Texto fornecido:
# # # # # # #

Por sorte, milagre, acaso do destino ou força de vontade, Gabriel não morreu. Mesmo sendo dado como morto por portais de notícias da cidade, um erro que nunca foi consertado ou investigado pela mídia, mas que não influenciou seu futuro.
Direito a ter direitos
Gabriel passou quatro dias em coma, oito na Unidade de Terapia Intensiva (UTI) e mais 20 na enfermaria. "Ele nasceu de novo", afirmou a mãe. Quando teve alta do hospital, o menino não falava, não andava e não se lembrava das pessoas. Mas os seus sonhos continuavam nítidos.
Preocupada com a situação do filho, Maria achou que, primeiramente, buscar uma assistência médica para ele era o mais importante. E foi em um Posto de Atendimento Médico (PAM) de sua comunidade que conseguiu defesa para um dos direitos dele: o da saúde. As sessões de fisioterapia e de fonoaudiologia eram indispensáveis para a recuperação de Gabriel.
Sensibilizada com a situação, a fisioterapeuta do PAM Andreia Tomaz sublinha que se envolveu com a história. Ela destaca que a disciplina e a alegria do adolescente vêm sendo fatores essenciais para seu restabelecimento. “A cada sessão me surpreendo com as atitudes dele. Está sempre sorridente e participativo. Toda semana aparece com uma novidade”, comentou.

# # # # # # #

Dados apresentados:

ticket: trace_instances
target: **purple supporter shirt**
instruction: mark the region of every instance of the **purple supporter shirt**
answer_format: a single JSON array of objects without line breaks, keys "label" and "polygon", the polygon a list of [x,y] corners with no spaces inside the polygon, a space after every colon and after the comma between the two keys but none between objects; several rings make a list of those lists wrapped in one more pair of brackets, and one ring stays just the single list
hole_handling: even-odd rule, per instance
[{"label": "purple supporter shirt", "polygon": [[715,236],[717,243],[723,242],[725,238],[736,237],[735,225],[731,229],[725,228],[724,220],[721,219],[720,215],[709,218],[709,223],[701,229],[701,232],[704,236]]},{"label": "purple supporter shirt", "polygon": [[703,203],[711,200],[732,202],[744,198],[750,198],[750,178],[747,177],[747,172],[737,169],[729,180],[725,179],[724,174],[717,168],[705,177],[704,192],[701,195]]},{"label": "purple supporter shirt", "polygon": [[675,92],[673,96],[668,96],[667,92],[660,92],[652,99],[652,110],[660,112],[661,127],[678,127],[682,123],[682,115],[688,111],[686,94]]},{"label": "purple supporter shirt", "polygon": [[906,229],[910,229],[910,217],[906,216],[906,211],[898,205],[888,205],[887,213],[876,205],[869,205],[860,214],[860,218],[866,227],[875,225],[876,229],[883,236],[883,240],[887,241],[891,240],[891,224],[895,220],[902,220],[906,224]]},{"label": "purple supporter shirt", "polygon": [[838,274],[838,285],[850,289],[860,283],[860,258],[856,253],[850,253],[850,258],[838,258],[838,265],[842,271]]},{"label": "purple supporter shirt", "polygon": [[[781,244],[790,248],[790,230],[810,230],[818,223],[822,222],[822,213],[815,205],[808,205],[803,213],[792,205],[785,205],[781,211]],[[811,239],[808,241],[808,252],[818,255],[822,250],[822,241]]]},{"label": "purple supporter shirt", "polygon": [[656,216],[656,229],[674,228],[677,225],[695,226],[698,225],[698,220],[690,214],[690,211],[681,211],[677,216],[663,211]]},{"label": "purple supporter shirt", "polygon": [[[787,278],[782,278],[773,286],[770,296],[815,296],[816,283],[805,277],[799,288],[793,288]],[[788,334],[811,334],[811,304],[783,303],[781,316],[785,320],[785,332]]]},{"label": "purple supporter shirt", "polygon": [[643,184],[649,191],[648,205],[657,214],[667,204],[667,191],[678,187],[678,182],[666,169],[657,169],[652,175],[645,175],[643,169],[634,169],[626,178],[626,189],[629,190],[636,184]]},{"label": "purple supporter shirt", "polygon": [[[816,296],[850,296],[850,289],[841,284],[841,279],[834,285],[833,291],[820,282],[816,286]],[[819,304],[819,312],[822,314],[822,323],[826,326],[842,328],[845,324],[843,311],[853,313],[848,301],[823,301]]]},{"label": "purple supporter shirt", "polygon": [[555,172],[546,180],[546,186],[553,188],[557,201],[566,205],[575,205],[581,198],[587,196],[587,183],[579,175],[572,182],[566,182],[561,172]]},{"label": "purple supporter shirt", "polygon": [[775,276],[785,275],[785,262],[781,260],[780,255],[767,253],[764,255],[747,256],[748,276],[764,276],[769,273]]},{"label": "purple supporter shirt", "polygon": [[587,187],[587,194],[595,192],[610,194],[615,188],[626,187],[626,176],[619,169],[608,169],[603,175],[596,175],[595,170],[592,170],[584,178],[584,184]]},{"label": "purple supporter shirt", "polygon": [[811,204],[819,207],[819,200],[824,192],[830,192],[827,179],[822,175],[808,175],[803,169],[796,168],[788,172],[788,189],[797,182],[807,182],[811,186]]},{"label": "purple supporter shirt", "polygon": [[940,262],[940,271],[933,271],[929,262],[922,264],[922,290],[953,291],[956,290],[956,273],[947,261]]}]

# # # # # # #

Sobre a tarefa:
Prossiga o texto sobre a recuperação de Gabriel, começando logo após a última frase apresentada.

Resposta do exercício:
Gabriel age como um guerreiro, tanto que, quatro meses depois de ser cuidado pela família e pelos profissionais de saúde, voltou a frequentar diariamente a instituição beneficiente que costumava frequentar com os três irmãos. Localizada no bairro de Jaguaribe, a entidade oferece um ambiente em que os direitos à infância são respeitados e garantidos. Isso com educação, segurança, lazer e, sobretudo, esperanças de um amanhã melhor.
Apoio e acolhimento
Querido pelos educadores e funcionários da Legião da Boa Vontade (LBV), Gabriel foi bem acolhido por todos em seu retorno. Ellison Cardoso e Erianna Fernandes, professores de caratê e educação física, respectivamente, foram os que mais se animaram com a volta do adolescente.
“Ele sempre deixou muito claro o desejo de ser jogador de futebol. Mesmo com as dificuldades existentes, a busca por esse sonho continua de pé e só está ajudando na sua recuperação. A cada dia que passa é visível a sua evolução”, mencionou Erianna, satisfeita em poder colaborar com esse processo. “É a nossa maior recompensa”.
Já o carinho especial de Elisson pelo adolescente tem explicação. É que Gabriel foi um dos primeiros a participar das aulas de caratê ministradas pelo professor. "Aqui na LBV a gente deixa a critério da criança participar ou não, e ele demonstrou muita vontade logo de início”, declarou.
Firme e forte nas aulas de Ellisson, Gabriel consegue resultados que surpreendem a todos. No último encontro com a fisioterapeuta, durante os exercícios de rotina, Andreia contou que ele fez questão de demonstrar os golpes que aprendeu. "Ele ficou gesticulando, apesar de limitado, e demonstrando", declarou a profissional.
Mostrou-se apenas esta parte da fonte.